=== WORK TO DO ===
Extract the data exactly, missing nothing.

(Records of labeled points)
·····
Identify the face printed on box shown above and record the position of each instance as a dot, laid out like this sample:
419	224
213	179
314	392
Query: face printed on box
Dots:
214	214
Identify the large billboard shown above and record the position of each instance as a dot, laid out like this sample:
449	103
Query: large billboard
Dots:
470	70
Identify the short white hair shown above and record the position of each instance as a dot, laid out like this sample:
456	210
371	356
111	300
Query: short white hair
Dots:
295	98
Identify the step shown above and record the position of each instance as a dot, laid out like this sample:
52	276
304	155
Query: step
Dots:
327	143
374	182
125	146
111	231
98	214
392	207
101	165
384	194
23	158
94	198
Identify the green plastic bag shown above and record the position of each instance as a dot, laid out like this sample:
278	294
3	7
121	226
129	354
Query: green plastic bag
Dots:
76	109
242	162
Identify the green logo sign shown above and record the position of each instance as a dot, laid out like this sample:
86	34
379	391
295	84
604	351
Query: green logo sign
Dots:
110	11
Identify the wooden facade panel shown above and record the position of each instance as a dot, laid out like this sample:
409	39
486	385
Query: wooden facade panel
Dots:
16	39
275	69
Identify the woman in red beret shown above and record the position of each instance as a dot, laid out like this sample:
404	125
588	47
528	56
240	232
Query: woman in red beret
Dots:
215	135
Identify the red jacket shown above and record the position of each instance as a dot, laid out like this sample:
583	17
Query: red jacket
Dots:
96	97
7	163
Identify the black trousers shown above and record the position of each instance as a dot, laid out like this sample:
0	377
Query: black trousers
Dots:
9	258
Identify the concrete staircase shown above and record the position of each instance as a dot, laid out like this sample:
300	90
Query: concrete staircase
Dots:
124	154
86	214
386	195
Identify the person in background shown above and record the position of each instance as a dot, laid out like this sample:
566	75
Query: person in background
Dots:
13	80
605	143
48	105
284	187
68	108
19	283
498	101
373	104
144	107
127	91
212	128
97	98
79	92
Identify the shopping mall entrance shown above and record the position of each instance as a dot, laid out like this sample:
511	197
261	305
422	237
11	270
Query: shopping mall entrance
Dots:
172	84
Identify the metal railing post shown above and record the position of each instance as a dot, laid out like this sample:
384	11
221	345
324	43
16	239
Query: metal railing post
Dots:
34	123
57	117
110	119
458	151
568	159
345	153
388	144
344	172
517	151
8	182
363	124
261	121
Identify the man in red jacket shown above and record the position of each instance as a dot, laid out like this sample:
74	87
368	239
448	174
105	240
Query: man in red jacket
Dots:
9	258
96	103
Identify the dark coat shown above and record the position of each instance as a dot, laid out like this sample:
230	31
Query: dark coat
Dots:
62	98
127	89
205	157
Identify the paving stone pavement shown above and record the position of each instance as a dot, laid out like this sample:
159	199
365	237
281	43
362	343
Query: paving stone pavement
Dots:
·····
=== TASK SOLUTION ===
Identify the face printed on box shown above and record the position of each instance as a dot, laid out like this sample:
419	224
213	179
314	392
Query: face printed on box
Dots:
214	214
Identify the large billboard shown above and record the position of each instance as a dot, laid out like this sample:
449	103
Query: large billboard
Dots:
470	70
Identify the short white hair shown above and record the position of each instance as a dot, laid out like this sample:
456	210
371	356
111	300
Query: short white hair
Dots:
295	98
Identify the step shown above and record the position of each instance as a dot, laid out like this sample:
52	276
304	155
Query: step
Dots:
327	143
374	182
125	146
111	231
98	214
392	207
101	165
384	194
23	158
94	198
Identify the green plastic bag shown above and record the position of each instance as a dot, laid out like this sample:
278	294
3	7
121	226
129	354
Query: green plastic bag
Dots:
76	109
242	162
Identify the green logo sign shown above and record the position of each instance as a dot, laid out like this sample:
86	34
379	391
295	84
604	351
Query: green logo sign
Dots:
110	11
Identify the wooden facade panel shown above and record the position of each instance as a dot, laid out like this sample:
409	39
486	385
Query: wooden facade panel
Dots:
16	39
275	69
Identify the woman in red beret shown above and record the position of each instance as a dot, laid out like this sample:
404	125
588	47
528	56
240	232
Query: woman in red beret
Dots:
215	135
Identify the red jacket shown above and record the position of each instance as a dot, laid out like this sample:
583	17
Query: red jacket
Dots:
96	97
7	163
Identify the black trousers shown above and record the position of each instance as a dot, laid out like this sample:
0	377
Query: black trousers
Dots:
9	258
Identify the concrete staircase shown above and record the position of each instance as a dot, laid out like this sample:
300	90
Query: concrete staircase
Dots:
124	154
86	214
386	195
Identify the person in background shown above and record the position of each instance as a dot, laid out like this sample:
566	75
Query: person in background
Dots:
13	80
605	143
48	105
284	187
68	108
19	283
498	101
373	104
144	107
127	91
212	128
97	98
79	92
Identify the shopping mall entrance shown above and record the position of each instance as a dot, laid out like this sample:
511	197
261	305
422	237
11	270
Query: shopping mall entrance
Dots:
172	84
Identify the metal railing post shown above and record the position of each instance as a dot, laid out like this sample:
384	11
221	345
324	43
16	239
Query: metal railing post
Dots:
34	123
57	117
110	119
458	151
568	159
345	153
388	144
344	172
517	151
8	182
363	124
261	121
Identify the man in red jacket shown above and record the position of each instance as a dot, laid out like this sample:
74	87
368	239
448	174
105	240
Query: man in red jacket
Dots:
9	258
96	103
Identify the dark coat shown above and record the position of each instance as a dot, laid out like this sample:
230	31
Query: dark coat
Dots:
62	98
127	89
205	157
Identify the paving stone pavement shown above and record the position of each instance as a dot, laid out like this sample:
159	199
365	237
281	43
362	343
Query: paving stone pavement
Dots:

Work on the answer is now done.